● **What you should do**
Look through the material below and return every line that contains "white".

● **Provided data**
━━━━━━━━━━━━━━━━
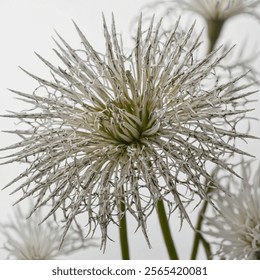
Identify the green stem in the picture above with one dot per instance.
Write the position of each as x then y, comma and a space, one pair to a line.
123, 234
198, 237
166, 231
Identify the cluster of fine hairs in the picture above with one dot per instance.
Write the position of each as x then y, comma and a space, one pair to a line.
121, 132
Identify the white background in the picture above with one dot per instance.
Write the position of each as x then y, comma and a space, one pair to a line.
27, 26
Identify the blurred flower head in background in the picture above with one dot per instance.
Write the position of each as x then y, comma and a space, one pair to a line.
27, 239
220, 9
237, 225
127, 128
214, 12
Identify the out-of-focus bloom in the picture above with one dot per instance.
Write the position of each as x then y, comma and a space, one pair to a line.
237, 225
215, 12
220, 10
132, 129
27, 239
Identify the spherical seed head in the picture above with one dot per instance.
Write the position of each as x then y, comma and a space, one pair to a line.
236, 227
132, 129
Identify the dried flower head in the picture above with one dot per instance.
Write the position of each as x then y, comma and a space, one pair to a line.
220, 9
134, 129
27, 239
237, 228
215, 12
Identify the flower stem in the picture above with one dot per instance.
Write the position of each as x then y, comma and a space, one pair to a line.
198, 237
123, 234
166, 231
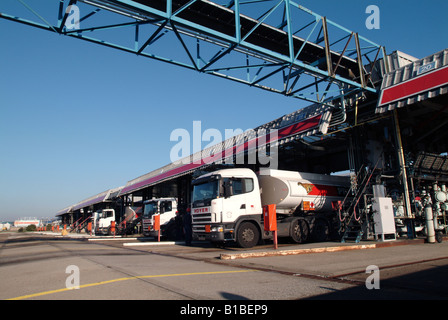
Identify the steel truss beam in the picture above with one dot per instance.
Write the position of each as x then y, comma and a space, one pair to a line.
276, 45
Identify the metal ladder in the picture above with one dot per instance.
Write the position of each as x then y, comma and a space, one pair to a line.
355, 219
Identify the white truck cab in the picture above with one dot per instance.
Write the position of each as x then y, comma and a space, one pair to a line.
102, 221
227, 204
━━━━━━━━━━━━━━━━
● **Answer box**
Identify the white background in the picture above with one dot per instance.
Identify the white truck cab in the picture above with one dot per instance.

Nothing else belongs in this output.